(Dataset entries)
════════════════════
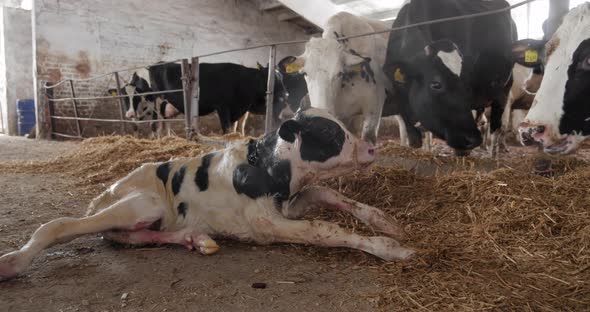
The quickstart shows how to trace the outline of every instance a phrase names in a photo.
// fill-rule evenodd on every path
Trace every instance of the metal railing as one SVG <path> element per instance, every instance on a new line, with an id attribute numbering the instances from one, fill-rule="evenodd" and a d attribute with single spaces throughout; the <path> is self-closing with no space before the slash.
<path id="1" fill-rule="evenodd" d="M 378 35 L 378 34 L 383 34 L 383 33 L 389 33 L 392 31 L 399 31 L 399 30 L 404 30 L 404 29 L 408 29 L 408 28 L 420 27 L 420 26 L 424 26 L 424 25 L 445 23 L 445 22 L 450 22 L 450 21 L 499 14 L 499 13 L 513 10 L 517 7 L 526 5 L 526 4 L 534 2 L 534 1 L 537 1 L 537 0 L 523 0 L 519 3 L 508 6 L 506 8 L 498 9 L 498 10 L 492 10 L 492 11 L 481 12 L 481 13 L 476 13 L 476 14 L 460 15 L 460 16 L 442 18 L 442 19 L 436 19 L 436 20 L 430 20 L 430 21 L 405 25 L 405 26 L 401 26 L 401 27 L 393 27 L 393 28 L 390 28 L 387 30 L 382 30 L 382 31 L 363 33 L 363 34 L 347 36 L 347 37 L 339 37 L 337 40 L 345 41 L 348 39 L 354 39 L 354 38 L 365 37 L 365 36 L 373 36 L 373 35 Z M 202 54 L 200 56 L 192 57 L 190 59 L 184 58 L 184 59 L 177 59 L 177 60 L 168 61 L 168 62 L 155 63 L 155 64 L 152 64 L 149 66 L 138 66 L 138 67 L 132 67 L 132 68 L 126 68 L 126 69 L 119 69 L 119 70 L 116 70 L 116 71 L 113 71 L 110 73 L 106 73 L 106 74 L 102 74 L 102 75 L 98 75 L 98 76 L 94 76 L 94 77 L 90 77 L 90 78 L 64 79 L 64 80 L 59 81 L 59 82 L 52 84 L 52 85 L 44 84 L 43 85 L 43 89 L 45 90 L 44 98 L 49 106 L 48 111 L 49 111 L 49 119 L 50 119 L 49 126 L 51 128 L 50 133 L 51 133 L 51 135 L 58 136 L 58 137 L 81 139 L 82 138 L 82 127 L 81 127 L 80 121 L 120 123 L 122 132 L 124 132 L 124 130 L 125 130 L 124 129 L 125 124 L 137 125 L 137 124 L 144 124 L 144 123 L 151 123 L 151 122 L 184 121 L 185 122 L 185 130 L 186 130 L 186 138 L 190 140 L 195 134 L 199 135 L 198 129 L 199 129 L 199 92 L 200 92 L 200 90 L 199 90 L 199 79 L 200 79 L 200 77 L 199 77 L 199 61 L 200 61 L 200 58 L 210 57 L 210 56 L 215 56 L 215 55 L 220 55 L 220 54 L 226 54 L 226 53 L 232 53 L 232 52 L 265 48 L 265 47 L 269 48 L 268 81 L 267 81 L 267 91 L 266 91 L 266 117 L 265 117 L 265 133 L 268 133 L 269 131 L 272 131 L 275 128 L 275 125 L 273 124 L 274 118 L 273 118 L 273 105 L 272 104 L 273 104 L 273 97 L 274 97 L 273 89 L 274 89 L 274 82 L 275 82 L 276 48 L 277 48 L 277 46 L 290 45 L 290 44 L 301 44 L 301 43 L 306 43 L 307 41 L 308 40 L 282 41 L 282 42 L 275 42 L 275 43 L 270 43 L 270 44 L 260 44 L 260 45 L 255 45 L 255 46 L 249 46 L 249 47 L 244 47 L 244 48 L 229 49 L 229 50 L 224 50 L 224 51 L 219 51 L 219 52 Z M 183 99 L 184 99 L 183 105 L 184 105 L 184 116 L 185 116 L 184 119 L 163 119 L 163 120 L 158 119 L 155 121 L 154 120 L 126 120 L 124 117 L 124 115 L 125 115 L 125 113 L 124 113 L 124 107 L 125 107 L 124 98 L 128 97 L 129 95 L 76 97 L 75 82 L 95 81 L 95 80 L 98 80 L 101 78 L 108 77 L 109 75 L 112 75 L 115 78 L 117 90 L 121 90 L 121 81 L 120 81 L 119 73 L 132 72 L 132 71 L 136 71 L 136 70 L 140 70 L 140 69 L 150 68 L 150 67 L 154 67 L 154 66 L 163 66 L 163 65 L 167 65 L 167 64 L 173 64 L 173 63 L 180 63 L 180 65 L 181 65 L 181 70 L 182 70 L 181 80 L 182 80 L 182 86 L 183 86 L 182 89 L 136 93 L 136 94 L 133 94 L 133 96 L 146 96 L 146 95 L 158 95 L 158 94 L 183 92 Z M 65 98 L 53 98 L 53 92 L 52 92 L 53 89 L 65 84 L 65 83 L 69 83 L 70 92 L 71 92 L 72 96 L 65 97 Z M 79 101 L 107 100 L 107 99 L 108 100 L 119 99 L 119 110 L 120 110 L 119 119 L 101 119 L 101 118 L 79 117 L 79 112 L 78 112 Z M 54 110 L 55 110 L 54 104 L 57 102 L 68 102 L 68 101 L 72 101 L 74 117 L 56 116 L 54 114 Z M 133 104 L 130 103 L 130 105 L 133 105 Z M 54 131 L 55 130 L 54 120 L 75 120 L 77 135 L 55 132 Z"/>

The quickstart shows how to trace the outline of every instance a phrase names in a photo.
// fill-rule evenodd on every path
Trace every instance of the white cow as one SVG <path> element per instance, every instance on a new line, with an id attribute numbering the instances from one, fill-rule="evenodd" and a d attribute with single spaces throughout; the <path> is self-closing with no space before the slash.
<path id="1" fill-rule="evenodd" d="M 590 3 L 571 10 L 546 46 L 545 76 L 519 129 L 525 145 L 573 153 L 590 136 Z"/>
<path id="2" fill-rule="evenodd" d="M 305 74 L 311 106 L 326 109 L 358 133 L 375 143 L 389 84 L 382 67 L 389 33 L 339 41 L 339 38 L 387 30 L 380 21 L 341 12 L 332 16 L 321 38 L 312 38 L 305 52 L 293 57 L 288 71 Z"/>

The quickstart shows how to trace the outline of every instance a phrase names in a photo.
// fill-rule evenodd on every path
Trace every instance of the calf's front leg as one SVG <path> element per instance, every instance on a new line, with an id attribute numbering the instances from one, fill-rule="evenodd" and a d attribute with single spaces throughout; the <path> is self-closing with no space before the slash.
<path id="1" fill-rule="evenodd" d="M 322 186 L 304 188 L 289 205 L 283 207 L 282 214 L 289 219 L 299 219 L 311 209 L 317 209 L 319 206 L 349 212 L 364 224 L 397 239 L 403 239 L 405 236 L 403 229 L 383 211 Z"/>
<path id="2" fill-rule="evenodd" d="M 412 249 L 401 247 L 393 238 L 365 237 L 325 221 L 289 220 L 277 216 L 271 220 L 261 220 L 260 226 L 256 228 L 268 242 L 354 248 L 386 261 L 406 260 L 415 253 Z"/>

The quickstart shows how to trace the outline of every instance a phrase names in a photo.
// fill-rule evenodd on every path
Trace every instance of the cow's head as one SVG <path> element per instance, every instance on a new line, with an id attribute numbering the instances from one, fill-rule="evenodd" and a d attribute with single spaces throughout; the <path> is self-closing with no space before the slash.
<path id="1" fill-rule="evenodd" d="M 384 70 L 409 105 L 402 114 L 411 123 L 420 124 L 458 150 L 479 146 L 481 133 L 471 110 L 474 101 L 468 62 L 451 41 L 431 43 L 413 58 L 386 64 Z"/>
<path id="2" fill-rule="evenodd" d="M 305 52 L 285 62 L 287 72 L 305 75 L 309 98 L 314 107 L 329 109 L 347 79 L 368 68 L 371 59 L 348 49 L 337 38 L 311 38 Z M 372 72 L 371 72 L 372 74 Z"/>
<path id="3" fill-rule="evenodd" d="M 277 132 L 276 156 L 291 162 L 294 178 L 336 177 L 375 160 L 373 145 L 356 138 L 322 109 L 299 110 Z"/>
<path id="4" fill-rule="evenodd" d="M 287 92 L 287 99 L 284 102 L 276 102 L 273 114 L 276 121 L 285 121 L 293 118 L 299 109 L 302 97 L 307 94 L 305 77 L 294 68 L 295 56 L 286 56 L 277 64 L 277 77 Z"/>
<path id="5" fill-rule="evenodd" d="M 123 100 L 125 102 L 125 117 L 129 119 L 141 119 L 150 109 L 153 110 L 154 96 L 138 96 L 136 94 L 151 92 L 149 83 L 137 73 L 133 73 L 129 82 L 117 91 L 117 89 L 110 89 L 108 92 L 113 96 L 126 95 Z"/>
<path id="6" fill-rule="evenodd" d="M 589 3 L 573 9 L 544 52 L 531 46 L 520 47 L 528 51 L 530 60 L 539 55 L 545 63 L 545 76 L 519 128 L 523 144 L 542 145 L 551 154 L 569 154 L 590 136 L 589 16 Z"/>

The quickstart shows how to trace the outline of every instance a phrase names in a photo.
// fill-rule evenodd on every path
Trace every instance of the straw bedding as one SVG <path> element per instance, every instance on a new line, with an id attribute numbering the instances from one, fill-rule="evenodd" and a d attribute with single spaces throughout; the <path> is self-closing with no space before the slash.
<path id="1" fill-rule="evenodd" d="M 0 164 L 0 172 L 66 173 L 102 188 L 143 162 L 211 149 L 175 138 L 104 137 L 86 140 L 49 162 Z M 391 145 L 381 154 L 428 161 L 426 154 Z M 371 296 L 386 310 L 587 310 L 590 164 L 557 160 L 558 174 L 551 178 L 530 174 L 531 164 L 530 157 L 518 158 L 490 172 L 458 166 L 457 171 L 432 176 L 392 164 L 327 181 L 405 225 L 405 245 L 418 249 L 419 255 L 406 263 L 386 263 L 350 250 L 306 252 L 331 262 L 342 261 L 344 254 L 356 266 L 378 270 L 382 292 Z M 341 212 L 322 210 L 313 217 L 373 233 Z"/>

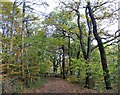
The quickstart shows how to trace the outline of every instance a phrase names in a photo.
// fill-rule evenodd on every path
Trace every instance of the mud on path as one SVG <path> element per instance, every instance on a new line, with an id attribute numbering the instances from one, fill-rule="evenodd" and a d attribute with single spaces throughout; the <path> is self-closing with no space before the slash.
<path id="1" fill-rule="evenodd" d="M 80 88 L 78 85 L 68 83 L 61 78 L 47 78 L 47 83 L 42 87 L 27 91 L 27 93 L 95 93 L 95 91 Z"/>

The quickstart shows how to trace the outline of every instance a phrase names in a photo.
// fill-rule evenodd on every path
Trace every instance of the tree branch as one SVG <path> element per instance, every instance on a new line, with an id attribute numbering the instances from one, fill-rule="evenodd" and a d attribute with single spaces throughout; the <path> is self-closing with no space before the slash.
<path id="1" fill-rule="evenodd" d="M 119 30 L 117 30 L 116 31 L 116 33 L 117 32 L 119 32 L 120 31 L 120 29 Z M 115 40 L 115 39 L 117 39 L 117 37 L 119 37 L 120 35 L 118 35 L 118 36 L 115 36 L 114 38 L 112 38 L 112 39 L 110 39 L 110 40 L 108 40 L 108 41 L 106 41 L 106 42 L 103 42 L 103 44 L 107 44 L 107 43 L 109 43 L 109 42 L 111 42 L 111 41 L 113 41 L 113 40 Z M 96 49 L 98 47 L 98 45 L 96 45 L 96 46 L 94 46 L 94 47 L 92 47 L 92 49 L 91 49 L 91 51 L 93 51 L 94 49 Z"/>

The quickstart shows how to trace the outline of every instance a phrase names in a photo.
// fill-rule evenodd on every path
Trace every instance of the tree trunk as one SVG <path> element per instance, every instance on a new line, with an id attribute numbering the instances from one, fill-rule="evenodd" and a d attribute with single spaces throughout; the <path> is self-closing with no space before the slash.
<path id="1" fill-rule="evenodd" d="M 91 79 L 90 79 L 90 76 L 91 76 L 91 73 L 88 71 L 90 70 L 89 68 L 89 62 L 90 62 L 90 53 L 91 53 L 91 34 L 92 34 L 92 31 L 91 31 L 91 21 L 89 20 L 89 17 L 88 17 L 88 13 L 87 13 L 87 8 L 85 10 L 85 14 L 86 14 L 86 20 L 87 20 L 87 25 L 88 25 L 88 39 L 87 39 L 87 64 L 88 64 L 88 68 L 87 68 L 87 71 L 86 71 L 86 82 L 85 82 L 85 86 L 87 88 L 90 88 L 91 87 Z"/>
<path id="2" fill-rule="evenodd" d="M 59 66 L 60 66 L 60 76 L 62 77 L 62 64 L 61 64 L 61 53 L 59 53 Z"/>
<path id="3" fill-rule="evenodd" d="M 25 36 L 25 33 L 24 33 L 24 29 L 25 29 L 25 27 L 24 27 L 24 22 L 25 22 L 25 0 L 23 0 L 23 9 L 22 9 L 22 48 L 21 48 L 21 65 L 22 65 L 22 67 L 21 67 L 21 71 L 22 71 L 22 73 L 21 73 L 21 78 L 22 78 L 22 80 L 23 81 L 25 81 L 24 80 L 24 76 L 25 76 L 25 74 L 24 74 L 24 36 Z"/>
<path id="4" fill-rule="evenodd" d="M 80 46 L 82 49 L 82 53 L 83 53 L 83 57 L 85 60 L 87 60 L 87 55 L 86 55 L 86 51 L 85 51 L 85 46 L 84 46 L 84 41 L 83 41 L 83 33 L 82 33 L 82 29 L 80 26 L 80 13 L 78 10 L 76 10 L 77 13 L 77 24 L 78 24 L 78 28 L 79 28 L 79 33 L 80 33 L 80 37 L 79 37 L 79 41 L 80 41 Z"/>
<path id="5" fill-rule="evenodd" d="M 79 56 L 80 56 L 80 48 L 79 48 L 79 50 L 78 50 L 78 52 L 77 52 L 76 58 L 79 59 Z"/>
<path id="6" fill-rule="evenodd" d="M 56 73 L 57 73 L 57 65 L 55 63 L 56 63 L 56 59 L 54 57 L 53 58 L 53 73 L 54 73 L 54 77 L 56 76 Z"/>
<path id="7" fill-rule="evenodd" d="M 84 58 L 84 60 L 86 60 L 86 64 L 88 64 L 88 62 L 87 62 L 88 57 L 87 57 L 87 54 L 86 54 L 86 51 L 85 51 L 85 46 L 84 46 L 84 41 L 83 41 L 83 33 L 82 33 L 81 26 L 80 26 L 80 13 L 79 13 L 78 10 L 76 10 L 76 13 L 77 13 L 77 17 L 78 17 L 77 18 L 77 24 L 78 24 L 79 33 L 80 33 L 80 37 L 79 37 L 80 47 L 82 49 L 83 58 Z M 89 73 L 87 71 L 86 71 L 86 80 L 85 81 L 86 81 L 85 82 L 85 87 L 89 88 L 90 78 L 89 78 Z"/>
<path id="8" fill-rule="evenodd" d="M 89 16 L 90 16 L 90 18 L 92 20 L 92 24 L 93 24 L 93 34 L 95 36 L 95 39 L 97 40 L 98 47 L 99 47 L 99 52 L 100 52 L 101 62 L 102 62 L 102 68 L 103 68 L 103 71 L 104 71 L 104 80 L 105 80 L 106 89 L 111 89 L 111 83 L 110 83 L 110 77 L 109 77 L 109 70 L 108 70 L 108 67 L 107 67 L 106 54 L 105 54 L 105 50 L 104 50 L 104 47 L 103 47 L 103 44 L 102 44 L 102 40 L 97 33 L 97 24 L 96 24 L 93 12 L 91 10 L 90 2 L 88 2 L 87 8 L 89 10 Z"/>
<path id="9" fill-rule="evenodd" d="M 66 76 L 65 76 L 65 48 L 64 48 L 64 45 L 62 45 L 62 50 L 63 50 L 63 54 L 62 54 L 62 75 L 63 75 L 63 79 L 65 79 Z"/>

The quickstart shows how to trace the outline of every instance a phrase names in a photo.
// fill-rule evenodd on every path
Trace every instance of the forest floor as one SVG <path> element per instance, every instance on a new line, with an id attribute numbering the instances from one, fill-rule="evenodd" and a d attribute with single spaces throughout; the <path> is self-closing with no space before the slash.
<path id="1" fill-rule="evenodd" d="M 95 93 L 95 91 L 81 88 L 62 78 L 47 78 L 47 82 L 42 87 L 25 91 L 25 93 Z"/>

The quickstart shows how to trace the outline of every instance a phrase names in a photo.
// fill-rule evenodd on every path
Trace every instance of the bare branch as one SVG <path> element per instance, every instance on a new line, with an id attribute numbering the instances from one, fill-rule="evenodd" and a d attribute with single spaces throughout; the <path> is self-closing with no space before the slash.
<path id="1" fill-rule="evenodd" d="M 120 31 L 120 29 L 117 30 L 116 33 L 117 33 L 118 31 Z M 120 35 L 115 36 L 114 38 L 112 38 L 112 39 L 110 39 L 110 40 L 108 40 L 108 41 L 106 41 L 106 42 L 103 42 L 103 44 L 107 44 L 107 43 L 109 43 L 109 42 L 111 42 L 111 41 L 114 41 L 114 40 L 117 39 L 119 36 L 120 36 Z M 96 49 L 97 47 L 98 47 L 98 45 L 94 46 L 94 47 L 91 49 L 91 51 L 93 51 L 93 50 Z"/>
════════════════════
Work order:
For this exercise, please copy exactly the lines from the one holding "Trace every instance of the bare" through the end of the records, the first and last included.

Your solution:
Trace every instance of the bare branch as one SVG <path> element per instance, every instance on a new line, with an id attribute numbering the instances from one, fill-rule="evenodd" and a d attribute with single spaces throughout; the <path> is self-closing with no space before the slash.
<path id="1" fill-rule="evenodd" d="M 120 31 L 120 29 L 117 30 L 116 33 L 117 33 L 118 31 Z M 120 35 L 115 36 L 114 38 L 112 38 L 112 39 L 110 39 L 110 40 L 108 40 L 108 41 L 106 41 L 106 42 L 103 42 L 103 44 L 107 44 L 107 43 L 109 43 L 109 42 L 111 42 L 111 41 L 114 41 L 114 40 L 117 39 L 119 36 L 120 36 Z M 96 49 L 97 47 L 98 47 L 98 45 L 94 46 L 94 47 L 91 49 L 91 51 L 93 51 L 93 50 Z"/>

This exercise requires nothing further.